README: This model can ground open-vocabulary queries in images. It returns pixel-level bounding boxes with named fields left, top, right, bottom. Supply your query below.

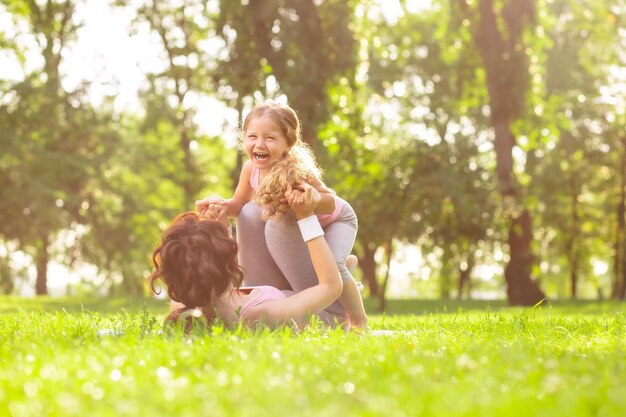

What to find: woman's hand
left=286, top=183, right=320, bottom=220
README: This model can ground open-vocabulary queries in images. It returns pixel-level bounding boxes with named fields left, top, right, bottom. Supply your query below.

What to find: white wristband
left=297, top=215, right=324, bottom=242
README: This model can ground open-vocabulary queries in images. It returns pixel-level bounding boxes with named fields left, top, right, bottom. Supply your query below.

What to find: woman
left=149, top=184, right=345, bottom=328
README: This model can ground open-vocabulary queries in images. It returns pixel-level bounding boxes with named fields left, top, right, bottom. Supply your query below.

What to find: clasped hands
left=195, top=195, right=229, bottom=225
left=195, top=183, right=320, bottom=223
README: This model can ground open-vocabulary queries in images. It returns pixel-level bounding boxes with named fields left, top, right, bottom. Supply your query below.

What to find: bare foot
left=346, top=254, right=358, bottom=272
left=350, top=316, right=368, bottom=331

Instructions to follow: Write the records out in full, word for word; leave every picture behind.

Your solution:
README: This model can ground open-vocabulary queries in images. It returns pixel-level bounding boxes with named fields left, top, right, bottom. Supply your query below.


What to find: woman's hand
left=286, top=183, right=320, bottom=220
README: This model can ground open-vocabulary queries in images. It returns pixel-level bounding boxes with named fields left, top, right, bottom. Supply your query below.

What to find: white wristband
left=297, top=215, right=324, bottom=242
README: This model can ground open-vocabulary queries in images. It returns pixel-level bounding boxes with named fields left, top, right, bottom. Supply your query below.

What to find: woman
left=149, top=184, right=345, bottom=328
README: This model can ground open-vocabulary queries in images. It returns pixel-level bounding boxes with named fields left, top, right, bottom. Supply your query below.

What to find: clasped hands
left=195, top=195, right=229, bottom=225
left=195, top=183, right=320, bottom=223
README: This model can ground open-vocabulary queries in images. It returns pixel-level bounding boxes with named fields left, top, right, bottom. Supply your query below.

What to find: bare foot
left=346, top=254, right=358, bottom=272
left=350, top=316, right=368, bottom=331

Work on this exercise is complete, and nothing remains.